Provided text |
┌──

How can an investor effectively use the CAPE ratio? One of the secrets to stock market success is the price paid for a stock. Buying at the top of a market when valuations are stretched will typically lead to lower returns. Conversely, buying at the bottom of a market cycle can lead to market beating returns.
Sounds easy but most people cannot do it. They cannot do it because they either will not or cannot remove their emotions from their investment decisions.
It is very difficult to go against the crowd and be a buyer of downtrodden countries or stocks when everyone else is selling or advocates selling. It makes sense because our chimpanzee brain is telling us “danger stay away you could get hurt”.
This is part of our primal survival instinct. Our brain is saying stay with the herd and your chances of survival are higher than going it alone. However we are in search of market beating returns not surviving a sabertooth tiger attack.
What Is The CAPE Ratio?
What if there was a tool that would help an investor to decide if a market was cheap or expensive. What if the tool has been been back tested and proven to be effective in determining if a market is cheap or expensive. What if using this tool leads to market beating returns. Would you use it?
The CAPE ratio or Cyclically Adjusted Price to Earnings is a valuation measure used for determining the relative valuation of various stock markets. It was created and published by Nobel Laureate Robert Shiller. Basically the higher the number on the scale the lower the expected future return. Here is a chart with the CAPE ratio for the US going back to 1881:
Below is chart that shows the 10 year return on US stocks versus the CAPE:
I got this information from a recent book by Med Faber entitled “Global Value” which I encourage you to read and which he gives away for free on his site. I actually encourage folks to read all of Mr. Faber’s books as I have found him to be one of best finance/investment writers I have read.
What this chart shows is that the higher the CAPE ratio that a market is trading at the lower the expected returns will be over the next 10 years. This of course makes perfect sense as the higher the CAPE ratio the more expensive the market tends to be.
Because stocks represent actual ownership interest in an operating company this concept makes perfect sense. When you buy stock in a company you are buying a portion of the income that the company can generate over a period of years.
This has a value but is affected by other factors; interest rates, overall economy, industry fundamentals, technology, politics, etc.… Therefore if you overpay for a stock your potential return will very likely be lower over the ensuing years.
On the flip side of the coin if temporary events such as an overall market decline or recession lowers the cost of the stock then the future returns are going to worth more.
Serious investors approach the stock market by saying to themselves, “If I could buy the entire company based on the current stock price does the cost make sense? Will the business be able to throw off enough cashflow to make it worth my investment dollars and the risk? Can the return beat risk free assets like Treasury bills and bonds?”
Why Most investors fail?
Most individual investors do not do this and it is one of the main reasons their investment returns cannot even match the market averages. Individual investors mostly invest based on emotion or their gut. They read an article in a so called “financial’ publication and think “that sounds like a good idea” or worse yet listen to a guy like Cramer.
The ubiquity and ease with which investors can setup a brokerage account just enables this activity.
No work is put into actually analyzing the actual business from a financial perspective. In addition, not understanding where in the market cycle one finds themselves is another big problem. I know everyone touts being a long term investor but not many individual investors are long term investors. When the portfolio is down 30-50% they usually sell and cement in their poor performance.

└──

Work to complete |
Answer from the text on the CAPE ratio:
(a) Who created and published the CAPE ratio?
(b) To what year does the chart of the US CAPE ratio go back?
(c) What do individual investors usually do when their portfolio is down 30-50%?
The listing has no role in this exercise.

Excerpted records |
┌──

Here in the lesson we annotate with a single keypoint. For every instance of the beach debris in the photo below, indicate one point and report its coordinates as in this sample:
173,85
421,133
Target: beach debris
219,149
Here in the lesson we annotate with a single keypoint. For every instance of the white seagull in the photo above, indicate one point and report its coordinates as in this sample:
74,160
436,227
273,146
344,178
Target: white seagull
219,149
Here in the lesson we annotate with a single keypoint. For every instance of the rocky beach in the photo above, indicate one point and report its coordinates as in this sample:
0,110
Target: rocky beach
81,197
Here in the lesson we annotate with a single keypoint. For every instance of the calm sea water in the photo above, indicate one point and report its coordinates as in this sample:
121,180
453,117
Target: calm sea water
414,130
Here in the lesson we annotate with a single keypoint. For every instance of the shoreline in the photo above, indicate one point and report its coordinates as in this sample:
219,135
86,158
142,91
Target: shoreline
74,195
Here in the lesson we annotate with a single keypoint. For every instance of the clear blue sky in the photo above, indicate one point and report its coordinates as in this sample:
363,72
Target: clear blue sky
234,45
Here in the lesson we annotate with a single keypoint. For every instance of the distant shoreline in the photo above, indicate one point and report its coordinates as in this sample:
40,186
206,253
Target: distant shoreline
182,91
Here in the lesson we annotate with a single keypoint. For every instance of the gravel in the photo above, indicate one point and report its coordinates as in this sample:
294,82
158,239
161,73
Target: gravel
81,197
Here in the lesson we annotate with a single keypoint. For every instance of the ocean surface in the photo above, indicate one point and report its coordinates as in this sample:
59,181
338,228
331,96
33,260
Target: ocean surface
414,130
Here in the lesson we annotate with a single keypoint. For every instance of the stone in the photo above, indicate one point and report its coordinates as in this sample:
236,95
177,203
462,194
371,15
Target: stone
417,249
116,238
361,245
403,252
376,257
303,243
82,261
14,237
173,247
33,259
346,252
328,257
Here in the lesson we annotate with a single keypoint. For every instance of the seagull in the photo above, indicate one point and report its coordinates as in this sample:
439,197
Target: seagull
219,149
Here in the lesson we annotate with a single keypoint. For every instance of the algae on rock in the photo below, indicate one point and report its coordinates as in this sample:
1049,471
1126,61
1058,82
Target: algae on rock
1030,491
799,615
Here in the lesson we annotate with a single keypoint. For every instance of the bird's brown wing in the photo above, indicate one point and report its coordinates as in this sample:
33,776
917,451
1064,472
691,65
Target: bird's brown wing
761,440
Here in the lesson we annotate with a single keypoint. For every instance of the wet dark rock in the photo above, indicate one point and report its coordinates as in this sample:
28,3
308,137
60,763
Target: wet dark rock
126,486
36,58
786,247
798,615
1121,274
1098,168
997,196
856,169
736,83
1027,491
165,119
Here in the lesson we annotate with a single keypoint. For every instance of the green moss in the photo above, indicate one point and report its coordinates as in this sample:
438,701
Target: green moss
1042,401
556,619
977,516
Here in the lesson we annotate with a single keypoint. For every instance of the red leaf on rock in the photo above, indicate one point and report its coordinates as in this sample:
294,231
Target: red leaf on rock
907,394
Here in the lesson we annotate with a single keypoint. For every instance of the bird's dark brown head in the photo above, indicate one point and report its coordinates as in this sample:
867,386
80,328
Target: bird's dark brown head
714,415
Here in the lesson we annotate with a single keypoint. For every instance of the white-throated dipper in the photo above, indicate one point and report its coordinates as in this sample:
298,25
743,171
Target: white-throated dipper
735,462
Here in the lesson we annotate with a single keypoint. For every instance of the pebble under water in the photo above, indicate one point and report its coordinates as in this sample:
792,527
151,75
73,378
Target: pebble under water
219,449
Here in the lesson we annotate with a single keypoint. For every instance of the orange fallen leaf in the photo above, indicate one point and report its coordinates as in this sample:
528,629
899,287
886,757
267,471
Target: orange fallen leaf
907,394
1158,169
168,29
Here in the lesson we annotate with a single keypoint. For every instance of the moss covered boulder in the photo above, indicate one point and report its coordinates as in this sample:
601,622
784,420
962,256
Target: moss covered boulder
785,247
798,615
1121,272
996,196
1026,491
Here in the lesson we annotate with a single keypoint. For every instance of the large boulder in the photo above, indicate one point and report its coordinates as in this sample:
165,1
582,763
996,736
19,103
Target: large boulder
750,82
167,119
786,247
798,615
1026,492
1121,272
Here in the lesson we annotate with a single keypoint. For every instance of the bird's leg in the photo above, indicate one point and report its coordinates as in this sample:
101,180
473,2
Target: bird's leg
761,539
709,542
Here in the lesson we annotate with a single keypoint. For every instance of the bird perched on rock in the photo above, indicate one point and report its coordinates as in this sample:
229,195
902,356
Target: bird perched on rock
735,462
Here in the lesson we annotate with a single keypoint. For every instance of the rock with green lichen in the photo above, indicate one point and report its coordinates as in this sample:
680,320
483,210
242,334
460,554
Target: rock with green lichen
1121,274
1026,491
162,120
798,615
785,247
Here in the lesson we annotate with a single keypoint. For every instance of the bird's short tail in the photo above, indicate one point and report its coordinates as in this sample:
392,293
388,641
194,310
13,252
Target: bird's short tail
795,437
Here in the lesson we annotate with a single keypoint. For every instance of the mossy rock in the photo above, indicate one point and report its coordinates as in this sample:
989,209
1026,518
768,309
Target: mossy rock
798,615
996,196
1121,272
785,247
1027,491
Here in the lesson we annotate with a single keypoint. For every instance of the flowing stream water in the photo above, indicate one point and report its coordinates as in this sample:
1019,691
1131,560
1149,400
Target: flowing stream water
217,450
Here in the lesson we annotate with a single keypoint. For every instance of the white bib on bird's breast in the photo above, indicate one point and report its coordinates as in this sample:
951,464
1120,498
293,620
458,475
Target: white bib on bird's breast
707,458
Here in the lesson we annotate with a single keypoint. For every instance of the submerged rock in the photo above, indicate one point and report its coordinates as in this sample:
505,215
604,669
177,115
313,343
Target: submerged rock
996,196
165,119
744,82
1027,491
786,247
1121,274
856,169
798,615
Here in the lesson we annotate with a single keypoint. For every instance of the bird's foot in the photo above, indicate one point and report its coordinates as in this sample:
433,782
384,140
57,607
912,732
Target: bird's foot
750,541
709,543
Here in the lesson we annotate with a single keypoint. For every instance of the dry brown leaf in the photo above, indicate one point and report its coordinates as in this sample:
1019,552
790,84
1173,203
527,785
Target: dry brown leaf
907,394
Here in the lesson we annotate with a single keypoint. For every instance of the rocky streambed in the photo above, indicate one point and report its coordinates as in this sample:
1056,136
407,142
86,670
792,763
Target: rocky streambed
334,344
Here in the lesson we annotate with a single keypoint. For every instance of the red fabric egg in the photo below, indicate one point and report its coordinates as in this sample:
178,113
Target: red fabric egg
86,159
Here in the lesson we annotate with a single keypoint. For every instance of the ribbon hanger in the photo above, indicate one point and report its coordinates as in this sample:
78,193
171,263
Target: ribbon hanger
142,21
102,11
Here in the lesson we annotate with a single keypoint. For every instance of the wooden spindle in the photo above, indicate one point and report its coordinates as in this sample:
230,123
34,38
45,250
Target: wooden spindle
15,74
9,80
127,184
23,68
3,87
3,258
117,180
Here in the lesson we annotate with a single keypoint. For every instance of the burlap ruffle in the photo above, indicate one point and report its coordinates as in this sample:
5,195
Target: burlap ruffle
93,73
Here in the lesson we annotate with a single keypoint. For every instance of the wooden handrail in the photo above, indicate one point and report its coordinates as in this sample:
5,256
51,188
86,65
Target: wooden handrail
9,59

└──

Problem solution |
(a) Nobel Laureate Robert Shiller.
(b) 1881.
(c) They usually sell and cement in their poor performance.